• [Directions for this task]:
Could you restate exactly the lines that begin at the line with "For the door" and end at the final line of the data?

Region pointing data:

────

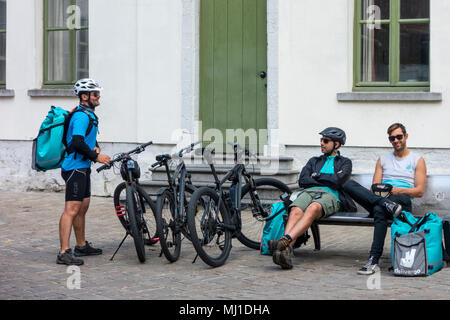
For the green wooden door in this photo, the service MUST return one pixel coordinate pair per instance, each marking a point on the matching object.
(233, 63)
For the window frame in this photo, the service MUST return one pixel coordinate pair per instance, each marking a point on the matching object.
(394, 84)
(48, 84)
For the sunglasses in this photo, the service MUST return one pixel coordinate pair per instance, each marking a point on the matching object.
(399, 137)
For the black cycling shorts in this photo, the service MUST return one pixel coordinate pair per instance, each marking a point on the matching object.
(78, 184)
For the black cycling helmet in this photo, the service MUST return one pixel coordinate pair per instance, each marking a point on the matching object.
(335, 134)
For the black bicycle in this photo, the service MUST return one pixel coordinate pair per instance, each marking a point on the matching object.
(172, 203)
(132, 203)
(215, 216)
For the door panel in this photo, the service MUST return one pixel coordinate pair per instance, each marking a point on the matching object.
(233, 53)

────

• [Task answer]:
For the door panel in this photo, the service MUST return one pixel coordinate pair per instance, each marking a point on the matching object.
(233, 53)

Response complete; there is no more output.